Tornado season is here, and Gainesville emergency officials say they're ready to tackle any threatening weather.

Georgia's official tornado season began Tuesday, and local officials got a test Monday when a severe storm blew through the area.

"It was busy, but we didn't have any major damage," said Hall County Fire Chief David Kimbrell, also director of Hall County's Emergency Management Agency. "A lot of trees went down, one on top of a house."

The National Weather Service issued a tornado watch for numerous Georgia counties Monday, and one funnel cloud was reported in the metro Atlanta area.

"Today is the time to prepare for these storms, not when the sirens go off or we're under a tornado warning," Kimbrell said Tuesday. "Then it's too late. Then it's time to react to your preparation."

Hall County emergency officials run siren tests each week and participated in Severe Weather Awareness Week in early February, Kimbrell said. All Hall County schools conducted tornado drills.

"We stay prepared all the time, and we can help any residents who need assistance," Kimbrell said. "We encourage everyone to prepare now with different preparation plans and ready kits on our website."

The Georgia Emergency Management Agency created the Ready Georgia campaign several years ago to raise awareness about preparing for storms. Georgia residents can create custom profiles for emergency supply checklists and family disaster plans on the campaign's website,

"We want to ensure that all residents are prepared for the violent nature of tornadoes," said Charley English, Georgia Emergency Management Agency director. "Tornadoes are a real threat in Georgia, no matter where in the state you live."

Task: According to the tornado-season article, who serves as director of Hall County's Emergency Management Agency? Draw only on the tornado-season article for this item.

Raw records:
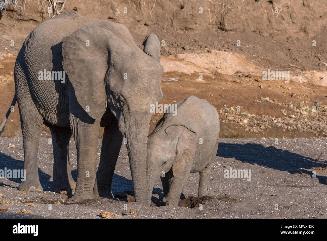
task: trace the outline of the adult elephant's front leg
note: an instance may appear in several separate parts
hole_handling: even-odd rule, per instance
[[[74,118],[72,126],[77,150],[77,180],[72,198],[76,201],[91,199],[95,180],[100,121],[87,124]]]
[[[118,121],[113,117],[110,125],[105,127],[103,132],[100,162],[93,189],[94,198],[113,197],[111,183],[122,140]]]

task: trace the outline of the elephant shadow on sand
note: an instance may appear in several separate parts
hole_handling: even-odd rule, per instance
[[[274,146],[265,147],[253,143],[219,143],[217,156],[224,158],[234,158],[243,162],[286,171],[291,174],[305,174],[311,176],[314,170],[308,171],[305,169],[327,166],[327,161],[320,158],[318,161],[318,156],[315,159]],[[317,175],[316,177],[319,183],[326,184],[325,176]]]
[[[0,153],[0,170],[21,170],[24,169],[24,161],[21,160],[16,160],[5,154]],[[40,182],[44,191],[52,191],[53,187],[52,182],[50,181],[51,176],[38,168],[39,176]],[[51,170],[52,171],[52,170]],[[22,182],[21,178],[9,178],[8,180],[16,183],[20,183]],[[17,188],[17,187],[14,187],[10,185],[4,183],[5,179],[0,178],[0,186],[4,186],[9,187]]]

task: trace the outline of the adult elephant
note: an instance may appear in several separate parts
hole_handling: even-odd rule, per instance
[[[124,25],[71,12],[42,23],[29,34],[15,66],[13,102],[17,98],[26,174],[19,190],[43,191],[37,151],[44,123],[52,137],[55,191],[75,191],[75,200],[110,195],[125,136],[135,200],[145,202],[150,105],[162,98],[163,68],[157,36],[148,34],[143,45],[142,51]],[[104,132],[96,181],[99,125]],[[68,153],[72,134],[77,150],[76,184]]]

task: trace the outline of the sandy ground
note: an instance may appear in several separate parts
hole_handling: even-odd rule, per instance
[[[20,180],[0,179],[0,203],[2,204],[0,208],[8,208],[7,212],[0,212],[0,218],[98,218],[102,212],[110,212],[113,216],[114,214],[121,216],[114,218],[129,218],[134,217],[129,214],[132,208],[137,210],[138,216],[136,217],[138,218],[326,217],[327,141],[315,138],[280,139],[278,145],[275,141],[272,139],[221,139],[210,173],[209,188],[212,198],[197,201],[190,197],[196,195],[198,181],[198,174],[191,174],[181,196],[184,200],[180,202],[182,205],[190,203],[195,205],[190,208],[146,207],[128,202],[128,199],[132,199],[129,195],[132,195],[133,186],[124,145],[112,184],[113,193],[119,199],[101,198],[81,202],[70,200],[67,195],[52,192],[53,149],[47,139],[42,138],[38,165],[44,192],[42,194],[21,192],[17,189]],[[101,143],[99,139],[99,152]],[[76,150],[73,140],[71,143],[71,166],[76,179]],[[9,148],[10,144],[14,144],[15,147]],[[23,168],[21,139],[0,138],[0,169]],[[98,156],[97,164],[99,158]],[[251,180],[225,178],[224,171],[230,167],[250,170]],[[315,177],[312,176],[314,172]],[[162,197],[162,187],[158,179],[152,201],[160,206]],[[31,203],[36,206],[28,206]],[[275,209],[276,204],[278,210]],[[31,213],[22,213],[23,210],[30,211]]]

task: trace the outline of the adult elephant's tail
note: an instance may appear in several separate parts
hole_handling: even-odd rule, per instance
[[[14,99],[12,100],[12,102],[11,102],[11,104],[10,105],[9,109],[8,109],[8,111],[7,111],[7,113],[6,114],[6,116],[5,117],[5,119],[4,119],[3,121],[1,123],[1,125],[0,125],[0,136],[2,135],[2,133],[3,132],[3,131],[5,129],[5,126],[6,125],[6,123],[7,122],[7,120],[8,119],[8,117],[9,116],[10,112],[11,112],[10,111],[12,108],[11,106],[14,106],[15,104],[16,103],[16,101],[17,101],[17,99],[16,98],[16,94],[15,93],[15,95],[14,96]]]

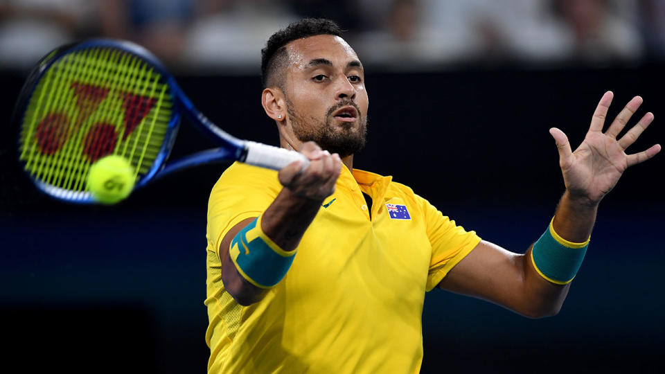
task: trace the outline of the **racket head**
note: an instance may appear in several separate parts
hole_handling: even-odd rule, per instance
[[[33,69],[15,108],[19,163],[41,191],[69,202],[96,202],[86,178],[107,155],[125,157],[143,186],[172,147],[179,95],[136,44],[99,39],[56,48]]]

--

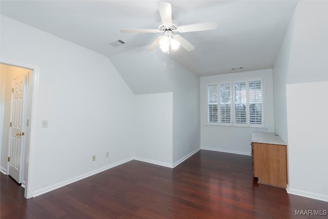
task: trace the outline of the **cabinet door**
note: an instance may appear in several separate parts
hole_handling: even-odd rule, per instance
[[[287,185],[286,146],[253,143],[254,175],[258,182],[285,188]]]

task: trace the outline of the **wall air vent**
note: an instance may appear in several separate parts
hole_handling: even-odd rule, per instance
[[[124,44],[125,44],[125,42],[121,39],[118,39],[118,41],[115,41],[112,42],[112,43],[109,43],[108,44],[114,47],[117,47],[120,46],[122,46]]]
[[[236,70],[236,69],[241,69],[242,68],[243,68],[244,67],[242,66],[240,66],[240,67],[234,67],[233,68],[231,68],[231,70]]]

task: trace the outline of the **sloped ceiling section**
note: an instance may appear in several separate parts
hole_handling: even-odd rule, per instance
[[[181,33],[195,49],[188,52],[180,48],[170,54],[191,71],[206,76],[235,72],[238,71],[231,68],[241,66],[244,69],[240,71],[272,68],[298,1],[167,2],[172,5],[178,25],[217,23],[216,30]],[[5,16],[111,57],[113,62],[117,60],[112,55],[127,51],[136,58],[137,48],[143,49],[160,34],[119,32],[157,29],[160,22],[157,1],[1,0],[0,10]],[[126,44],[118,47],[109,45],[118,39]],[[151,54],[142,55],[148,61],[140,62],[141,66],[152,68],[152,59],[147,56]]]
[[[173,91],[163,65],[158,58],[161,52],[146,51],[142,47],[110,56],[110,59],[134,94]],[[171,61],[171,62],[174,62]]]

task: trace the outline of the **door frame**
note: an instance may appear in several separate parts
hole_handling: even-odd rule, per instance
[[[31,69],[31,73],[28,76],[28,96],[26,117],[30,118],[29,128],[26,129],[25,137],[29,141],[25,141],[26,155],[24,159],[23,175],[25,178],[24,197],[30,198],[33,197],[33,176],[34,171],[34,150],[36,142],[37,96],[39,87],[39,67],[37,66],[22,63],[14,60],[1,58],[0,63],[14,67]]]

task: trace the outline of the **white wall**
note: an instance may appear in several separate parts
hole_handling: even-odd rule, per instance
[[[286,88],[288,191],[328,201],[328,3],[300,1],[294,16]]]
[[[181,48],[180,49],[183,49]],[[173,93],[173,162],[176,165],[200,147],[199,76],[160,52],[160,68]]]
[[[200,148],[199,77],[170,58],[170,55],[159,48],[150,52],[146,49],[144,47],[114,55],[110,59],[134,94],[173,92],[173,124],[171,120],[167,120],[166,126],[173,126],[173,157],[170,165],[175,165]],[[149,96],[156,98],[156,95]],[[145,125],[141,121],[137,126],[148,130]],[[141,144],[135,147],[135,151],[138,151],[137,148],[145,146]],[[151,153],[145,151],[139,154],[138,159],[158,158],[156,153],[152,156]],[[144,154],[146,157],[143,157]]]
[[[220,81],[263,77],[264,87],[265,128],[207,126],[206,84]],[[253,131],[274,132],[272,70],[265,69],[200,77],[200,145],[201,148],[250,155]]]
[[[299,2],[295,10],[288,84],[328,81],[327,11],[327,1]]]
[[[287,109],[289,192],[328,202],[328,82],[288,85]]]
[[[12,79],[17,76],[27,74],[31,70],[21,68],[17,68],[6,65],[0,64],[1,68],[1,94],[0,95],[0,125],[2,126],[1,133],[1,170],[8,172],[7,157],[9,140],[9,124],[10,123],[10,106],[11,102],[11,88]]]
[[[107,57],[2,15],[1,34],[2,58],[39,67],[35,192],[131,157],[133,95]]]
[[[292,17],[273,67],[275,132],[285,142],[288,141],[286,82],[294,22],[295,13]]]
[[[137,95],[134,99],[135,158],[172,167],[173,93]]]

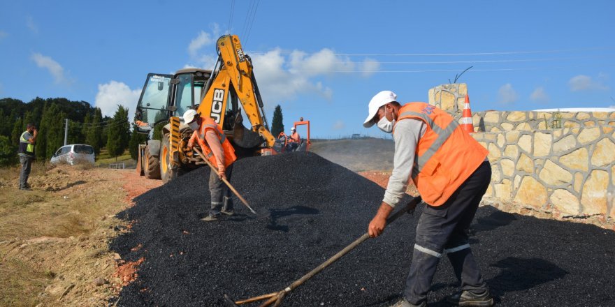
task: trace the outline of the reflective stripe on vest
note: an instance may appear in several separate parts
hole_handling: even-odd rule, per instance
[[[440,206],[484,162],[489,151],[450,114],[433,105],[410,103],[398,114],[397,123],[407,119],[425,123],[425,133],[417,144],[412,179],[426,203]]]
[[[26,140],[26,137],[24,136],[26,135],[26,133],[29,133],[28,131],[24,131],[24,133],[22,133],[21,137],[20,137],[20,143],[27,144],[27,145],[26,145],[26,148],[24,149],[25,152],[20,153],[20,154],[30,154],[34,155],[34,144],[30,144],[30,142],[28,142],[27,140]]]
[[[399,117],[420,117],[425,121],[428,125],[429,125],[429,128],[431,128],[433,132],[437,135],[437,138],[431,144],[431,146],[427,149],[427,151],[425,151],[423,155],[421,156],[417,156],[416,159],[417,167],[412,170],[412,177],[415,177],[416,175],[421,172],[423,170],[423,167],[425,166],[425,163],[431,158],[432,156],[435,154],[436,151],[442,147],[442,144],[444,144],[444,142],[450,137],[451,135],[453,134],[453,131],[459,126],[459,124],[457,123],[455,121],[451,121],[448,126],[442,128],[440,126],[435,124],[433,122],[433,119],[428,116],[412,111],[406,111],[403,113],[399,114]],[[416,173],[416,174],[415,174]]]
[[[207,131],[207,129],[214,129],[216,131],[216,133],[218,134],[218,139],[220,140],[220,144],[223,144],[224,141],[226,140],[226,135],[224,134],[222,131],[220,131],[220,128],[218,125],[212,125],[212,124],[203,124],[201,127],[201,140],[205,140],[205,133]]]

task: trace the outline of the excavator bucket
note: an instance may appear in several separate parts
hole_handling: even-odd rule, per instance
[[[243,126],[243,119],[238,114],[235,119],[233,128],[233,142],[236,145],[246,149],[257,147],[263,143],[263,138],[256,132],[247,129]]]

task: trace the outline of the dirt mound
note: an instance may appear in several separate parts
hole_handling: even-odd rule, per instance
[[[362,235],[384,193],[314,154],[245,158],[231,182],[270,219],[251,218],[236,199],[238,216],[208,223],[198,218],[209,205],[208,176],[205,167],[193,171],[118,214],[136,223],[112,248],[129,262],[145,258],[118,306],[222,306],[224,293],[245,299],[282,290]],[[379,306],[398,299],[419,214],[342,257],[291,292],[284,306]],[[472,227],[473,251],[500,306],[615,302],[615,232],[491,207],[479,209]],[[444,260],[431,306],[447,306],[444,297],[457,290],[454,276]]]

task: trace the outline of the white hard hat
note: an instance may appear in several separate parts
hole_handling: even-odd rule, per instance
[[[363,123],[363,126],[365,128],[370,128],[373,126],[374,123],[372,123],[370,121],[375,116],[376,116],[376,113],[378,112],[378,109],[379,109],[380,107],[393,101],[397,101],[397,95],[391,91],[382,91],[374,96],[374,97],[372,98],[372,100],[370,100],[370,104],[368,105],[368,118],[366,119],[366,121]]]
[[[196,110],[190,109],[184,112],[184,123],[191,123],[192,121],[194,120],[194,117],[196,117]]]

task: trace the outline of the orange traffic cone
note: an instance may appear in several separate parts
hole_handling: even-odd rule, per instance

Answer to this problem: Hall County Fire Chief David Kimbrell